EXERCISE DATA:
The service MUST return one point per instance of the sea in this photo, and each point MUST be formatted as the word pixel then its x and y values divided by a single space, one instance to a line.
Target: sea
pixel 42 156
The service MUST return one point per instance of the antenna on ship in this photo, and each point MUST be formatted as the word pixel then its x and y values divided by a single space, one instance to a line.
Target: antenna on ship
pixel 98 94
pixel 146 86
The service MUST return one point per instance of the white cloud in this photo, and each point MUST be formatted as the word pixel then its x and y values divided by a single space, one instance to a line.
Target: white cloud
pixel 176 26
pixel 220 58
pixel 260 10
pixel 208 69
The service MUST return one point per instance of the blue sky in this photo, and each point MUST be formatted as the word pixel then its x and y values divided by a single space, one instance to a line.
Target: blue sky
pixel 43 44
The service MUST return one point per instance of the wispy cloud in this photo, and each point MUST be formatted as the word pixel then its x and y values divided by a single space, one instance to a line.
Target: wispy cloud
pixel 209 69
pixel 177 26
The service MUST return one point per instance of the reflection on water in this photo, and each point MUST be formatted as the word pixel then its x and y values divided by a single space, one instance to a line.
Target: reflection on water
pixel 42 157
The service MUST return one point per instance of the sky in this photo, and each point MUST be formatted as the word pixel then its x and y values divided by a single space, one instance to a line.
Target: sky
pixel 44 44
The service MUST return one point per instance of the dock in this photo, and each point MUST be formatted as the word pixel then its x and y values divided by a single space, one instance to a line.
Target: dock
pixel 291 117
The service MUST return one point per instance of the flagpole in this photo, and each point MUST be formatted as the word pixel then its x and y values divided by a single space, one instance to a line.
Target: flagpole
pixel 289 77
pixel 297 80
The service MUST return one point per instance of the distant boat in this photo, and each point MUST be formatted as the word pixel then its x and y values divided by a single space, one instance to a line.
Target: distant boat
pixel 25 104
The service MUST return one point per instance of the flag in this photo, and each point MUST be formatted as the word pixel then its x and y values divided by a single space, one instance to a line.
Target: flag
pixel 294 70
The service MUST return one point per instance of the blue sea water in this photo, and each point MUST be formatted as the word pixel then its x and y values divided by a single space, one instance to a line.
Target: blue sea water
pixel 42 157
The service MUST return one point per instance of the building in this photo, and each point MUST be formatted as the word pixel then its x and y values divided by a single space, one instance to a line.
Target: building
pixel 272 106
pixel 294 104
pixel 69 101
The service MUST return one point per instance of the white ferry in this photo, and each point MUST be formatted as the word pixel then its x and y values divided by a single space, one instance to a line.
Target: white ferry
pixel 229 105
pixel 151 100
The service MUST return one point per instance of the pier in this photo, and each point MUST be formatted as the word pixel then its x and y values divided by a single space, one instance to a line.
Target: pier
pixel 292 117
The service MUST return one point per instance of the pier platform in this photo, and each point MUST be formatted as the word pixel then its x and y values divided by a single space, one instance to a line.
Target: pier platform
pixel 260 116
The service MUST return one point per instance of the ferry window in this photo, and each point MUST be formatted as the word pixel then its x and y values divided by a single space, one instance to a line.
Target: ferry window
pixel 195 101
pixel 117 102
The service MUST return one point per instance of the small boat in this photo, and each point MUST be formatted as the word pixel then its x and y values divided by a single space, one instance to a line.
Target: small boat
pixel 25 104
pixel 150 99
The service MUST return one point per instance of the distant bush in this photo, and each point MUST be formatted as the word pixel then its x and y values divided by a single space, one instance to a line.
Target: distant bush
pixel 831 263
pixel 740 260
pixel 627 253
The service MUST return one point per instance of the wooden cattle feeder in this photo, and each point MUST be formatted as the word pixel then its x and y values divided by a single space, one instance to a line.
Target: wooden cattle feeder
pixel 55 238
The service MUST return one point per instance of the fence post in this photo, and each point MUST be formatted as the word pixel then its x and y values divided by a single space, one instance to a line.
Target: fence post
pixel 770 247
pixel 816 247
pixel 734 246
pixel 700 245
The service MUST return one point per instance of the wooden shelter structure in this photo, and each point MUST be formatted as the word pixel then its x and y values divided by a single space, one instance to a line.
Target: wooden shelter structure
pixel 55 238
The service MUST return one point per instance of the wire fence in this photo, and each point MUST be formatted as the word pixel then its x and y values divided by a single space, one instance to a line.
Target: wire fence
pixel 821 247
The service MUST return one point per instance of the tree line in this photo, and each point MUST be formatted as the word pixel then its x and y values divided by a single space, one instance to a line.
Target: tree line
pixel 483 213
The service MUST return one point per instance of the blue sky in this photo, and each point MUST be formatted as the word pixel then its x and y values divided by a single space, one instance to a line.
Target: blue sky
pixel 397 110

WRITTEN PROBLEM: Reproduce all of the records above verbatim, line for line, without altering any character.

TASK OUTPUT:
The service MUST return one point per instance of the sea in this photo, and each point MUST be formatted as the word pixel then its x and y values divided by a single space, one instance to a line.
Target: sea
pixel 42 156
The service MUST return one point per instance of the antenna on ship in this photo, and each point MUST be formatted as the word pixel then its x and y values divided by a single space, one instance to a line.
Target: antenna on ship
pixel 98 94
pixel 146 86
The service MUST return one point per instance of the white cloud in this photo, and each point MUST be formatted as the word pixel then its x and y values divided by a single space, one instance to a line.
Target: white cloud
pixel 176 26
pixel 220 58
pixel 260 10
pixel 208 69
The service MUST return one point per instance of the blue sky in this photo, and each point MUST be formatted as the word pixel then its x and y values divided by a single space, one instance to a line.
Target: blue sky
pixel 43 44
The service MUST return one point per instance of the wispy cloud in this photo, and each point MUST be formatted as the word pixel then its x and y values divided by a single space, one instance to a line.
Target: wispy cloud
pixel 209 69
pixel 177 26
The service MUST return one point per instance of the reflection on water in this photo, and each point MUST be formatted as the word pixel then its x and y values divided by a single space, one instance to a line.
Target: reflection on water
pixel 42 157
The service MUST return one point per instance of the sky in this photo, and each point MUST be formatted as the word pixel then its x and y values divided by a single space, one instance to a line.
Target: sky
pixel 44 44
The service MUST return one point per instance of the dock in this photo, and each point MUST be formatted as the word pixel then its x and y values divided by a single space, one instance to a line.
Target: dock
pixel 291 117
The service MUST return one point per instance of the flagpole in this photo, and each point MUST be formatted as the word pixel then its x and y values divided by a single space, one instance to a line.
Target: flagpole
pixel 289 77
pixel 297 80
The service MUST return one point per instance of the distant boat in this photo, and each point MUST be formatted as the word pixel then its x and y values divided by a single space, one instance to a line.
Target: distant boat
pixel 25 104
The service MUST return one point per instance of the flag in this photo, and each point MUST be formatted as the word pixel then its x and y values divided by a single space, one instance to a line.
Target: flag
pixel 294 70
The service MUST return one point per instance of the blue sea water in this photo, and each point MUST be formatted as the word pixel then its x and y values divided by a single space, one instance to a line.
Target: blue sea water
pixel 42 157
The service MUST return one point per instance of the building in this photo, and each point MUST be formatted as the word pixel then its x and y values divided by a single space, one instance to a line.
Target: building
pixel 272 106
pixel 294 104
pixel 69 101
The service MUST return one point per instance of the white ferry in this photo, and each point MUST be formatted as the word pixel then its x and y values divided by a single space, one instance to a line.
Target: white ferry
pixel 229 105
pixel 151 100
The service MUST return one point per instance of the pier in this photo, and each point MUST be formatted as the word pixel then its x and y values divided by a single space, one instance to a line.
Target: pier
pixel 292 117
The service MUST return one point per instance of the pier platform in this photo, and each point MUST be formatted as the word pixel then its x and y values divided by a single space, one instance to a line.
Target: pier platform
pixel 260 116
The service MUST return one point per instance of the ferry window in this photo, and each point MUST be formatted as the word pixel then its x and y values divided by a single space, one instance to a line.
Target: ferry window
pixel 195 101
pixel 117 102
The service MUST return one point per instance of the small boat in this photo, and each point MUST be formatted as the word pixel then its x and y values divided by a single space, one instance to a line.
Target: small boat
pixel 25 104
pixel 150 99
The service MUST return one point per instance of the distant bush in this photo, and each point MUST be formatted as the word pixel then its x and y values divided by a single space, one instance to a line.
Target: distant bush
pixel 831 263
pixel 740 260
pixel 627 253
The service MUST return one point per instance of the wooden cattle feeder in this photo, and each point MUST be formatted as the word pixel then its x and y values divided by a single space, one instance to a line.
Target: wooden cattle feeder
pixel 55 238
The service MUST return one point per instance of the fence post in this photo, and each point MUST be formatted as the word pixel then its x and y values divided by a single space, one instance to a line.
Target: fence post
pixel 770 247
pixel 816 247
pixel 734 246
pixel 700 245
The service MUST return one point per instance of the wooden shelter structure in this photo, and each point MUST be formatted as the word pixel then its x and y values divided by a single space, one instance to a line.
Target: wooden shelter structure
pixel 55 238
The service MUST return one point per instance of the wire fence in this photo, and each point MUST be formatted as the word pixel then its x and y values divided by a single space, one instance to a line.
Target: wire fence
pixel 821 247
The service MUST return one point per instance of the tree line in this photo, and each point MUST be formatted as the word pixel then its x and y values divided by a single space, one instance to a line.
Target: tree line
pixel 483 213
The service MUST return one point per instance of the blue sky in this photo, and each point MUST be formatted as the word pixel then its x and y values divided by a single space, one instance to a line.
Target: blue sky
pixel 397 110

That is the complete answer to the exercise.